Task set:
1) List every username that follows the words "Original post by" in the forum thread on marriage across cultures.
2) According to the forum thread on marriage across cultures, what condition did the older sister's husband have to meet before the marriage?
3) Continue the forum thread on marriage across cultures, starting after its final post.

Passage given:
The reason for this wasn't about purity of blood lines or anything, it was because my parents said that the future children of the marriage would be confused as to their heritage. I found it difficult learning my 'mother tongue' as it was, so if a kid has more languages/cultures that it feels it has to hold onto, my parents reckoned it would be hard for the child to keep connected to its heritage.

BUT now it's my turn (in a few years) and they've realised that this was maybe not a rule that needed to be set in stone. So as religion has always also been more of a selling point than ethnicity anyway, if I found the right guy who had the right way of thinking and wasn't Bangladeshi, they wouldn't mind. I think if he was black/white it would be more of an issue though than if he was Arab/Pakistani/Indian/something more 'compatible looking' - only cos of the wedding pictures though hahah!

Hope this made sense?!


yeah it does. But does that mean you'd personally not attempt to get as long to a pale or very dark skinned man even if he seemed to have a great personality and clicked with you, you'd lean towards making the effort to one with a central Asian skin tone? (ok that's varied but hopefully you understand haha.)
Reply 181
So much racism. I understand maybe its tradition and culture but it's so racist at the same time :frown:
I am an Indian girl. This is never an issue for me because I don't want to marry someone of another race. I don't find Whites, Blacks etc. attractive.
Original post by Love My Fiance
well Im Bengali and so is my Fiance, my parents knew about us before they knew we wanted to get married, when I was 16, I got caught and they were mad but they have accepted it now but hes bengali too and a Muslim. MY older sister on the other hand married a non bengali non muslim guy, but the condition was he had to convert to islam which he did, hes not practising at all, just a muslim by name but I suppose if you want to marry someone of your choice, make sure they follow your religion AT LEAST, nowadays most south asians don't care what country the spouse is from, as long s they are of the same religion they will accept it, if they aren't try to persuade them to convert, it would help ALOT :smile: x


Kind of makes a mockery of the marriage to be honest.

Original post by Iorek
My parents are Chinese and Indian, they have always maintained that I could marry anyone, but she has to be either Chinese or Indian. They been clear along as to the requirement that she has to be either Chinese or Indian and definitely under no circumstances absolutely no muslims or blacks. Apparently the rule also included no whites :frown:

The other rule is her family must have the same social and economic standing as my parents and she must not earn less than 20% of what I am earning.

They just found out I have a white gf, and they've not yet known it yet that she grew up in a single family household, definitely do not have the same economic or social standing and yes currently she earns 20% of what I earn. Thankfully they do not live in UK else WW3 is definitely on the way.


I just find that amusing. Have your parents never thought about the fact that if their parents had the same restricted policy, then your parents would never have been married.

So why have they placed this restriction on you? It's complete hypocrisy. You can only marry a Chinese or an Indian, because they're an Indian and a Chinese. Oh that's just brilliant :biggrin:

Original post by Menakshelatte
my friend,from Bangladesh,she can barely breath without permission from her parents.
i was the first friend to take her to cinema,KFC and starbucks..
Her family is VERY religous.
I'm muslim,but like more of the modern types..and i still had to lie to her parents that i was a religous obsessed freak so they would let her be friends with me.

Data records:
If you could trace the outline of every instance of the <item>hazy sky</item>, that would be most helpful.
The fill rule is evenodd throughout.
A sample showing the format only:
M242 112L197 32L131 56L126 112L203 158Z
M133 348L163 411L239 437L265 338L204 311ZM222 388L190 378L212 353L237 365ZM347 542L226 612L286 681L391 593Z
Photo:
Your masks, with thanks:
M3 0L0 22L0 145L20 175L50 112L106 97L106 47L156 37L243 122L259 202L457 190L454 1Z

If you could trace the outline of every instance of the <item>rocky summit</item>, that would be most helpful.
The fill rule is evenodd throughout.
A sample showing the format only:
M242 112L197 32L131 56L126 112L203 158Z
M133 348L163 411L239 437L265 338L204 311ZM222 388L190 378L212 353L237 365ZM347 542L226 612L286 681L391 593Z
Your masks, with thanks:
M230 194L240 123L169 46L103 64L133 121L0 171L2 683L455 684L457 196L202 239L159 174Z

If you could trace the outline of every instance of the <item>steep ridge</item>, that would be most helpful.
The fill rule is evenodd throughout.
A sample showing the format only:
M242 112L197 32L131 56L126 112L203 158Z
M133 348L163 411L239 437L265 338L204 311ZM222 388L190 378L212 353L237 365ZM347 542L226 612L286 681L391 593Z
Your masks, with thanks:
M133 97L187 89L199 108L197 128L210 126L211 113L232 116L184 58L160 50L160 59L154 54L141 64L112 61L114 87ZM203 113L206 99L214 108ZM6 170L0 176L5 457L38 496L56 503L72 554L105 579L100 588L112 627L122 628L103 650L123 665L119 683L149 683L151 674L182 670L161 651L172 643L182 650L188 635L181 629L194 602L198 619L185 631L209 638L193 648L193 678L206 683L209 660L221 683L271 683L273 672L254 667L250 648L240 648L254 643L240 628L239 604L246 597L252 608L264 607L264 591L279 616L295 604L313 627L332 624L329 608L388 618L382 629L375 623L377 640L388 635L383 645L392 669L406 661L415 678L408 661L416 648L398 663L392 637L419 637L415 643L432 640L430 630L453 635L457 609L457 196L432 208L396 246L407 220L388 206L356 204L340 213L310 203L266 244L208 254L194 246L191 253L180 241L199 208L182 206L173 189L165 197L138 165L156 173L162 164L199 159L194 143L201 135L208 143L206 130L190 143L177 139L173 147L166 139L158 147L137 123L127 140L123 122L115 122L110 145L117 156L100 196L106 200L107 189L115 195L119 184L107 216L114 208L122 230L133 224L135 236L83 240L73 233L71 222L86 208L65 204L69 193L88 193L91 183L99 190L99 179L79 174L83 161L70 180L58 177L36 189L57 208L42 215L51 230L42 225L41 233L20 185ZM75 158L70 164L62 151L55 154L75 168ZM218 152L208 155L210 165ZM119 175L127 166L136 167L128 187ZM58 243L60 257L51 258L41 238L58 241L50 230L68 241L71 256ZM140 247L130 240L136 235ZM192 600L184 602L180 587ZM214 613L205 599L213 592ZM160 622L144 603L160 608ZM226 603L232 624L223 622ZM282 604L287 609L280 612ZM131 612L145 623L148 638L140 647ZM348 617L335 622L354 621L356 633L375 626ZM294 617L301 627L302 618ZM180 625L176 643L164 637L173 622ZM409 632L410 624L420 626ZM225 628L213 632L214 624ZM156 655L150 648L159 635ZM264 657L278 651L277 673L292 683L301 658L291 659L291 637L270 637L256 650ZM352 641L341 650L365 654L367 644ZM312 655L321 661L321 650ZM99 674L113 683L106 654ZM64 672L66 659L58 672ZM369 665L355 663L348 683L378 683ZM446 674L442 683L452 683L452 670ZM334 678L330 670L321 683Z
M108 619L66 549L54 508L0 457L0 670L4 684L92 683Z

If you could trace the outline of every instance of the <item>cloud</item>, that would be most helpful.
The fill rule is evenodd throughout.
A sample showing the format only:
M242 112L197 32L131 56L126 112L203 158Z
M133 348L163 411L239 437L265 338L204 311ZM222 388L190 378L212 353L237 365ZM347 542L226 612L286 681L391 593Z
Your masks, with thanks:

Task-by-task answers:
1)
Love My Fiance
Iorek
Menakshelatte

2) He had to convert to Islam.

3)
so non-muslim guy=no

The reason my mum&dads marriage ended =my dad was hindu my mum was muslim.

my dad first lied he was muslim to go out with my mum but then families got involved and they certainly didnt apporve.
my mum was openminded byt dads family went kinda crazy,plus the culture was VERY different

But they dont care what race i marry :smile:


What's a modern type muslim? :s-smilie:

I don't want to seem rude, but under Islamic marriage, your parents marriage was illegitimate. It was ever a marriage. No different to a boyfriend or girlfriend relationship.
Reply 184
Original post by soldier-4-life

Original post by soldier-4-life
lol that would be even weirder than an arranged marriage. i wobder how my parents would react if i told them i was engaged to a girl i met online. Anyway im to young for marriage im still in school lol


Hahaa that would never go down well!
Reply 185
Original post by joey11223
yeah it does. But does that mean you'd personally not attempt to get as long to a pale or very dark skinned man even if he seemed to have a great personality and clicked with you, you'd lean towards making the effort to one with a central Asian skin tone? (ok that's varied but hopefully you understand haha.)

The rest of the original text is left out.